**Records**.
· · · · · · ·
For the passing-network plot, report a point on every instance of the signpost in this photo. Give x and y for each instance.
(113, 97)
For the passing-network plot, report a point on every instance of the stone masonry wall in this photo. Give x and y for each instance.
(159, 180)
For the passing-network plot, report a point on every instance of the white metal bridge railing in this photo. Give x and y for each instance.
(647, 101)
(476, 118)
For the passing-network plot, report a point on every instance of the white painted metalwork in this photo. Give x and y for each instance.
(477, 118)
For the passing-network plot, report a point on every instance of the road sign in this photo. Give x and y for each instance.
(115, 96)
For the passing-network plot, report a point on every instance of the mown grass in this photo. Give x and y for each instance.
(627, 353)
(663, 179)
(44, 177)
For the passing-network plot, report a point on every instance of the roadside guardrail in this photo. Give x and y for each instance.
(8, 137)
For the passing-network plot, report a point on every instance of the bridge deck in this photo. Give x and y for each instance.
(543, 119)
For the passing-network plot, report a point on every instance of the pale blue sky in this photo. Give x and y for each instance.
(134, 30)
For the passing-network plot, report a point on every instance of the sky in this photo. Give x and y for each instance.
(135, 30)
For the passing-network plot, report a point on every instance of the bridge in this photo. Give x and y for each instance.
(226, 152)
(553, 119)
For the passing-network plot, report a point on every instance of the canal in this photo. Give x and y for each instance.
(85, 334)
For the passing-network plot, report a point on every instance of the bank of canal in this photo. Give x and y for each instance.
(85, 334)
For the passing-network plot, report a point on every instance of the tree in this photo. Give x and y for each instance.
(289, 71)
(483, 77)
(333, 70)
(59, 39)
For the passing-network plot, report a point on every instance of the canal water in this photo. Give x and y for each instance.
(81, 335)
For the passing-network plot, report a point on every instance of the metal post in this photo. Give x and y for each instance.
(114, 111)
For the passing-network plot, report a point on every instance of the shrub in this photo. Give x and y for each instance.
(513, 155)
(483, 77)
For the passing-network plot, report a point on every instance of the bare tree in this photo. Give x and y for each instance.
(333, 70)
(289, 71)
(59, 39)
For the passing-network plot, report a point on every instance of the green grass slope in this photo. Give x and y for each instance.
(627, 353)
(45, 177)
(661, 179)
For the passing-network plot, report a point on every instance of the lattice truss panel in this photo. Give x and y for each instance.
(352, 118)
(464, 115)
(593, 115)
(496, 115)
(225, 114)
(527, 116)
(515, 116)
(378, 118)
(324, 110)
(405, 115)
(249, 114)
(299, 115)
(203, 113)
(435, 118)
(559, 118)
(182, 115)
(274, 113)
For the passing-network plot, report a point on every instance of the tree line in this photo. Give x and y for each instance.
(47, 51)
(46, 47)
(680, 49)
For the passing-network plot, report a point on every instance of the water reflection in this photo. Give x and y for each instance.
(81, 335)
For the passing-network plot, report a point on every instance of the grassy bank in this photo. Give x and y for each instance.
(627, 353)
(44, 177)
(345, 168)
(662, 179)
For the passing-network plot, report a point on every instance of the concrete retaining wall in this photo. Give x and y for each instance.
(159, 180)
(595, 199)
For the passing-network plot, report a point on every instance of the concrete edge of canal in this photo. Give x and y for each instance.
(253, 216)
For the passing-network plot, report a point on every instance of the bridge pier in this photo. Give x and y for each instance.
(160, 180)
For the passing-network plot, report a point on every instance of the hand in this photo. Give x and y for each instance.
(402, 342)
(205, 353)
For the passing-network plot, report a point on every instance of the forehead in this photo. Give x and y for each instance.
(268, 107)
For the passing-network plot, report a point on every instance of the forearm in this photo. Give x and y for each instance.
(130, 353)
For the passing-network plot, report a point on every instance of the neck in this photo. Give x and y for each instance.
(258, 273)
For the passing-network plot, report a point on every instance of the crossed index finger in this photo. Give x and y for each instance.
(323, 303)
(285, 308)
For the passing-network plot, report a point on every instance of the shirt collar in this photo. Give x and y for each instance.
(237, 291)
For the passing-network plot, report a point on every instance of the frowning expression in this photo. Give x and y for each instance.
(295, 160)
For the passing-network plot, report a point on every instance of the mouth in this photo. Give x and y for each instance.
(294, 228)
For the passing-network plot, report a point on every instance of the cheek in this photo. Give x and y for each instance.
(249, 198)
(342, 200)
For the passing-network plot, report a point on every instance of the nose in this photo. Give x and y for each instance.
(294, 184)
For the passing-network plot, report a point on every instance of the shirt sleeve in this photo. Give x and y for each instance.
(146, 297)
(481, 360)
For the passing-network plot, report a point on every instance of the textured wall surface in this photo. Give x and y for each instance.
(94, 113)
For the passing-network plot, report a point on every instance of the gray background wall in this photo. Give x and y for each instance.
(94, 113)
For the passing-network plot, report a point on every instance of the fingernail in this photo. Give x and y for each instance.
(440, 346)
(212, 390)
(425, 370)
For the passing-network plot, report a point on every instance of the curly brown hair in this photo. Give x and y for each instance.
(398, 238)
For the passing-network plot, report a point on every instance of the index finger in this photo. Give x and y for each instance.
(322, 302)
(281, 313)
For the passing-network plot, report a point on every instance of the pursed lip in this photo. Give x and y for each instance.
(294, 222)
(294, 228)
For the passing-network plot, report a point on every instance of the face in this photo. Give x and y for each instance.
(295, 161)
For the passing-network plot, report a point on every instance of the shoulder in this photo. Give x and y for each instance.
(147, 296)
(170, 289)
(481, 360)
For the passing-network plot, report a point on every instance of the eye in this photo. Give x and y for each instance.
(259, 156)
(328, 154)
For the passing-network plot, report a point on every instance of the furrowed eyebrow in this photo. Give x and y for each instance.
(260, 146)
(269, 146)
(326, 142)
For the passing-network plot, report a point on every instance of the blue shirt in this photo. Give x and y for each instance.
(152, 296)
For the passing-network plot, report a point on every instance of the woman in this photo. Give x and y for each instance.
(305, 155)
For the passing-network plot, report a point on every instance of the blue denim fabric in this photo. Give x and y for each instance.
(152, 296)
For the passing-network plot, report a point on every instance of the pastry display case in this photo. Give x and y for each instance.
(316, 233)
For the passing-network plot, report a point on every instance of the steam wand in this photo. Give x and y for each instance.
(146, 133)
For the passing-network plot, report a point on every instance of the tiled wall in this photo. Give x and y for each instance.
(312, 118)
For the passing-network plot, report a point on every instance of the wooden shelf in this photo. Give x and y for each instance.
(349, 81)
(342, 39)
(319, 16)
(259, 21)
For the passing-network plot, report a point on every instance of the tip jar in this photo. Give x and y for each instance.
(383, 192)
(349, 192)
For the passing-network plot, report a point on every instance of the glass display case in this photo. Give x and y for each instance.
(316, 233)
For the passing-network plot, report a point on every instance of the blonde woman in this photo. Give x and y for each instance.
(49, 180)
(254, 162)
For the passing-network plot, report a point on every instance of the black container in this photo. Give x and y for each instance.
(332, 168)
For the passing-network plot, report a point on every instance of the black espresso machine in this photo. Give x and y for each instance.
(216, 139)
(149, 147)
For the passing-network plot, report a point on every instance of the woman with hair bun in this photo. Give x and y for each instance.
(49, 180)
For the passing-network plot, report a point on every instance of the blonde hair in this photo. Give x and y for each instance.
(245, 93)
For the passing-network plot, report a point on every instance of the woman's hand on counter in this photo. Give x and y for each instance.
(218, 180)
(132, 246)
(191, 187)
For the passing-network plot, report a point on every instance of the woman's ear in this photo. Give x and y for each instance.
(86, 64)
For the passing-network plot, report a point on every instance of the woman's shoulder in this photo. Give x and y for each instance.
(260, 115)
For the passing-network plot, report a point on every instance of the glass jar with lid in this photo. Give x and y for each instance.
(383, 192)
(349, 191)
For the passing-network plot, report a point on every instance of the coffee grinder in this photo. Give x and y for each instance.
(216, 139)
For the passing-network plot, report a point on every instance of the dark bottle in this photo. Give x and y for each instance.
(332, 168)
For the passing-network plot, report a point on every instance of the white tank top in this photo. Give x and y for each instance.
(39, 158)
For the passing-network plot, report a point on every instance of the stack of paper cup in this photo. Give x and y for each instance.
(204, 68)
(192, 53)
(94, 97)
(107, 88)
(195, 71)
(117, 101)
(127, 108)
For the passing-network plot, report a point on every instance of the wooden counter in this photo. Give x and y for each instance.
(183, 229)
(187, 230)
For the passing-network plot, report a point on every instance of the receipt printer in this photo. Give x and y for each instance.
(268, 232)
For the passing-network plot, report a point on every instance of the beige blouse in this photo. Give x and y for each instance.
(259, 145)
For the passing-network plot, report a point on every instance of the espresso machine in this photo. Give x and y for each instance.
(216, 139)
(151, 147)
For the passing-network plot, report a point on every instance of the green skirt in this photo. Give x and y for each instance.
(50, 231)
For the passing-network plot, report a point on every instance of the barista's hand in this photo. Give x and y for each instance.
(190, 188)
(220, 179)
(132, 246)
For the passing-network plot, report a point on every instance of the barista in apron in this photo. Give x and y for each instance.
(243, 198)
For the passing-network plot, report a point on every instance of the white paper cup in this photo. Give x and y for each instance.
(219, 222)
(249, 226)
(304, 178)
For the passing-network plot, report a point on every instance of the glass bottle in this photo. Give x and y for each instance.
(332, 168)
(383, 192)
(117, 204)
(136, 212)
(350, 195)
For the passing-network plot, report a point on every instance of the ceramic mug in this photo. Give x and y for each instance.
· · · · · · ·
**WHAT THIS TASK INVOLVES**. Only the lines from the one that contains "the white tank" to the end of the data should be output, exactly as they appear.

**SOLUTION TO THIS EXERCISE**.
For the passing-network plot, report a point on every instance of the white tank top in this photo. Give x and y for each instance.
(39, 158)
For the passing-network plot, report a point on every instance of the stack of paper cup in this photo. Give x and y for each instance.
(204, 68)
(192, 53)
(94, 97)
(107, 88)
(195, 71)
(117, 101)
(127, 108)
For the passing-network plot, report a point on every instance of the wooden counter in this photo. Give x and y for each instance.
(183, 229)
(187, 230)
For the passing-network plot, report a point on every instance of the receipt printer in this photo. Give x and y for each instance.
(268, 232)
For the passing-network plot, report a point on every instance of the beige blouse in this photo. Give x and y for each instance.
(259, 145)
For the passing-network plot, report a point on every instance of the espresso machine in this photo. Give x and y for each instance.
(216, 139)
(151, 147)
For the passing-network plot, report a point on every instance of the green skirt in this photo. Give x and y for each instance.
(50, 231)
For the passing-network plot, report a point on every instance of the barista's hand in this photo. Give x and y for each instance.
(190, 188)
(220, 179)
(132, 246)
For the passing-network plot, report a point on every instance of the barista in apron in this photo. Give x and y for each instance.
(243, 198)
For the passing-network plot, report a point on every instance of the white paper cup in this photo. Give x and y for each instance.
(219, 222)
(249, 226)
(304, 178)
For the passing-network plot, report a point on every instance of the glass bottle in this photo. Give x and y for each instance.
(332, 168)
(383, 192)
(117, 204)
(136, 212)
(350, 195)
For the passing-network plot, report a point on every instance of the ceramic mug in this photo. Give x and y for each instance.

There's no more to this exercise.